AUFGABENSTELLUNG
Filtern Sie aus den nachstehenden Einträgen jede Zeile heraus, die das Wort „wall“ enthält, und geben Sie diese Zeilen unverändert wieder. Beachten Sie dabei die Groß- und Kleinschreibung.

GESPEICHERTE DATEN
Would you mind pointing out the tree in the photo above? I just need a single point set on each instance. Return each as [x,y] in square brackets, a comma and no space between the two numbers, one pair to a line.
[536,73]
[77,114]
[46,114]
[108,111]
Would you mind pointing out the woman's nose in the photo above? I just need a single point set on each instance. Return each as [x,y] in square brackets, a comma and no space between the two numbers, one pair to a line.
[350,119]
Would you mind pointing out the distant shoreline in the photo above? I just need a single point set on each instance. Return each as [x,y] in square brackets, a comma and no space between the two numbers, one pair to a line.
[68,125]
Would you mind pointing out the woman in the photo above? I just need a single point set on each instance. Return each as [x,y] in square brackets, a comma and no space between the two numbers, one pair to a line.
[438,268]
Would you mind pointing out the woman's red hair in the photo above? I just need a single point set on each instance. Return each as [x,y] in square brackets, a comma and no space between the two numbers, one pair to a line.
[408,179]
==
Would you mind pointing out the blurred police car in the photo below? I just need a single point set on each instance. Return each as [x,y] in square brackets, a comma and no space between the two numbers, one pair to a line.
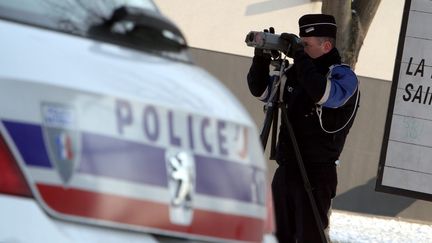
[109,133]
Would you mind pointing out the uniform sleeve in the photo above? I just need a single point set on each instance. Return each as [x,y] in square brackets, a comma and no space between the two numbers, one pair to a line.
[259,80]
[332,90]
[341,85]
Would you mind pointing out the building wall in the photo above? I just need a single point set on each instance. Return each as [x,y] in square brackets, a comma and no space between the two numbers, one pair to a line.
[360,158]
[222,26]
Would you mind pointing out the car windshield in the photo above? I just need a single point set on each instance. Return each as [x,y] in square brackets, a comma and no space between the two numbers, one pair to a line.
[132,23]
--
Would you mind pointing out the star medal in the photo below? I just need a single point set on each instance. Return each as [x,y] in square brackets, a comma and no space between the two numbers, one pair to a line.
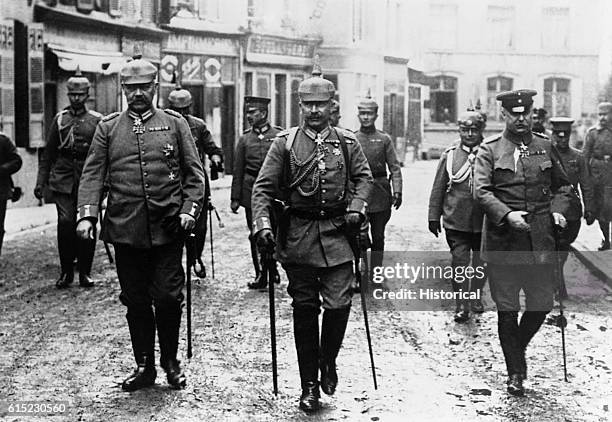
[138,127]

RICHTIGE ANTWORT
Would you mind pointing out the building wall in the photo above? I just need a single point set on each instance. Return each as [x,y] in square brackets, a comma and no space between the two numbers, one pair to a line.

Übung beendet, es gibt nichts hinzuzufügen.